§ **What to do**
A. Using the text on research mistakes, answer these:
(i) How much time did the author lose to the mistake last week?
(ii) What system sends the robot its current orientation?
(iii) What is the best a double integrator can do under a purely proportional controller?
B. Find every line in the records that holds the string "hair", and copy each such line. Case counts.

§ **Document section**
Research Mistakes
Last week, I lost a full day to a mistake. Not an idea that didn’t work out; a mistake. And it’s not the first time I’ve done that. It seemed like a dumb error, and my own fault as a researcher for not being careful, but I think the truth is that this is the untold human story of research. It deserves to be told.
So what happened?
I’m a robotics researcher, and I’ve been working for a few weeks on getting my robot to maintain its orientation in the water. It does this by wirelessly receiving its current orientation from a motion capture system, as well as the desired value (set by me). Then it spins the motor to use half of the body as a reaction wheel to adjust orientation, much like many satellites do.
Reaction wheels work by conservation of angular momentum, so the impulse they provide is through angular acceleration. So the control algorithm is simple enough - let the acceleration be proportional to the error in orientation.
α = Kp (θd - θ)
Great. Except there’s a problem. This system is a double integrator, which means I’m controlling an output (orientation) via an input that is its second derivative (angular acceleration), and control theory dictates that a double integrator can’t be stabilized by a purely proportional controller. The best you’ll get is oscillation about the desired value. Think about the accelerator on your car - if you only step off the accelerator when you reach the stop sign you’ll always overshoot it.
So we add a control input proportional to the derivative of the error. This lets the system slow down as it approaches the target, and should allow the orientation to stabilize around the correct value. In the car example - if you see you’re approaching the stop sign too fast, you start to brake. For completeness, let’s throw in a term proportional to the integral of the error, which will correct small errors that accumulate over time. This is a standard PID controller, and you can check out this excellent article by Tim Wescott for more details.

§ **Extracted data**
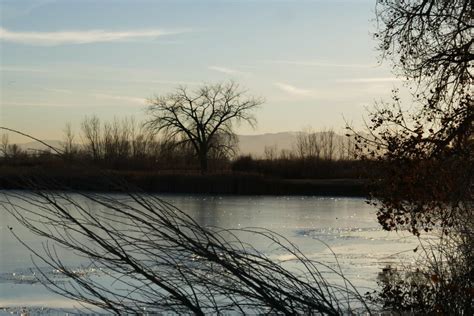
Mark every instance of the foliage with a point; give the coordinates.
(426, 149)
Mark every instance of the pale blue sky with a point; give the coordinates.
(313, 61)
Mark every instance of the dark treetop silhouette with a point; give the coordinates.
(204, 117)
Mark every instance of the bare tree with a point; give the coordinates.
(426, 148)
(68, 146)
(4, 145)
(308, 144)
(91, 129)
(327, 144)
(203, 117)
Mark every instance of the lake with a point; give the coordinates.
(347, 225)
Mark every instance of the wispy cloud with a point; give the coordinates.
(227, 71)
(292, 89)
(21, 69)
(56, 90)
(28, 104)
(319, 64)
(79, 37)
(371, 80)
(128, 99)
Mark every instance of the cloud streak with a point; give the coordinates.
(227, 71)
(134, 100)
(292, 89)
(79, 37)
(319, 64)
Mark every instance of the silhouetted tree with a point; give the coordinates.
(204, 118)
(426, 148)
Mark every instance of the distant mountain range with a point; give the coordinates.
(248, 144)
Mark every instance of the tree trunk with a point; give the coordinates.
(203, 159)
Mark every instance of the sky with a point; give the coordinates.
(314, 62)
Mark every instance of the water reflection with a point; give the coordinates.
(347, 225)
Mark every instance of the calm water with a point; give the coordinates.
(347, 225)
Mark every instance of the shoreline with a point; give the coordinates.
(182, 183)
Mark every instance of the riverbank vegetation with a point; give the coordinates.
(127, 149)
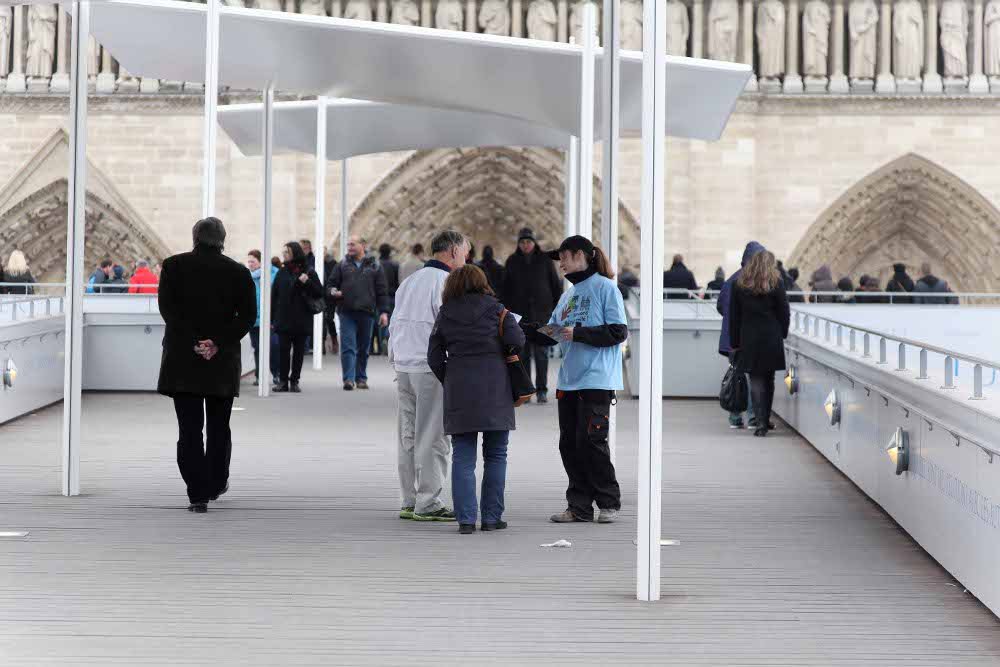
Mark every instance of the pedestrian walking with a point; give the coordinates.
(467, 353)
(423, 451)
(207, 303)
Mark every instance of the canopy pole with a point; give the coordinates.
(585, 165)
(318, 338)
(264, 345)
(610, 126)
(75, 231)
(654, 51)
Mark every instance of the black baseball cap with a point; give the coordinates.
(572, 244)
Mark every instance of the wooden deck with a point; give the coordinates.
(782, 560)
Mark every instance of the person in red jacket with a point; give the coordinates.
(144, 281)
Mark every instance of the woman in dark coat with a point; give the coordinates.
(291, 316)
(758, 325)
(466, 355)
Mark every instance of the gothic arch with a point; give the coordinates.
(910, 210)
(487, 193)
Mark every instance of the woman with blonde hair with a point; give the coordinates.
(758, 325)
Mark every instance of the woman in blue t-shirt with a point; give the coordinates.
(590, 326)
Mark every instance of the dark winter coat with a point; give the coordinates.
(364, 289)
(758, 325)
(722, 305)
(531, 285)
(290, 313)
(204, 295)
(465, 354)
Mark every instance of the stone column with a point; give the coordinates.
(885, 83)
(747, 52)
(978, 83)
(697, 29)
(838, 78)
(793, 23)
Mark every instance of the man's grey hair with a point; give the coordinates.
(209, 232)
(446, 240)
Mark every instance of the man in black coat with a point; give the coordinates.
(209, 304)
(531, 289)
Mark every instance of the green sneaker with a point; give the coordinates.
(443, 514)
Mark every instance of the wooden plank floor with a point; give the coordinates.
(782, 560)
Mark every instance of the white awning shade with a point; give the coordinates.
(533, 80)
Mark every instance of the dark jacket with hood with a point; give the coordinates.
(465, 354)
(204, 295)
(722, 305)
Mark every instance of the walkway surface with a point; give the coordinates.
(782, 560)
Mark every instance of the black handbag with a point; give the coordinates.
(521, 386)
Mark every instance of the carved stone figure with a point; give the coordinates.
(631, 29)
(494, 17)
(359, 10)
(908, 39)
(542, 20)
(723, 26)
(771, 38)
(405, 12)
(449, 15)
(815, 37)
(678, 27)
(862, 23)
(954, 24)
(40, 53)
(992, 38)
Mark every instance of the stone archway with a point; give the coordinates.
(910, 210)
(486, 193)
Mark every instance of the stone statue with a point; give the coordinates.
(954, 38)
(405, 12)
(41, 50)
(449, 15)
(723, 26)
(992, 38)
(678, 27)
(908, 39)
(862, 23)
(631, 28)
(815, 37)
(771, 38)
(359, 10)
(542, 20)
(494, 17)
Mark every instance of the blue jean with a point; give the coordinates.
(355, 343)
(463, 475)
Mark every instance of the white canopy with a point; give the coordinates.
(530, 79)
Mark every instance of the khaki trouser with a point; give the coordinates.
(424, 449)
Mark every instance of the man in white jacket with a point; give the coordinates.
(424, 450)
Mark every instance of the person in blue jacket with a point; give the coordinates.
(590, 326)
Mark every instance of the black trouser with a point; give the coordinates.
(204, 465)
(583, 444)
(540, 353)
(291, 350)
(762, 397)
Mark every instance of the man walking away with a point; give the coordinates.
(424, 450)
(208, 303)
(359, 288)
(531, 289)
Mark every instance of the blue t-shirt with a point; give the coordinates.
(590, 303)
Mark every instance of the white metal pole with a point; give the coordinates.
(320, 235)
(211, 129)
(585, 166)
(654, 50)
(75, 230)
(610, 125)
(264, 348)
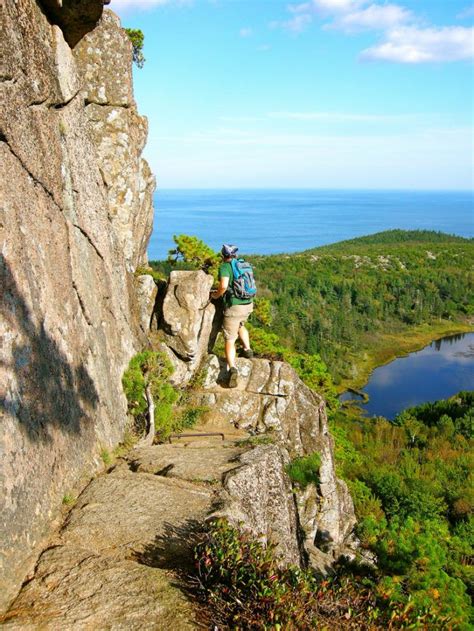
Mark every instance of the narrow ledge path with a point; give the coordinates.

§ **Expected results**
A.
(i) A full day.
(ii) A motion capture system.
(iii) Oscillation about the desired value.

B.
Mark every instance of the woman with blonde hair with a point; give the coordinates.
Mark every instance of the man's grey hair with a point; give the coordinates.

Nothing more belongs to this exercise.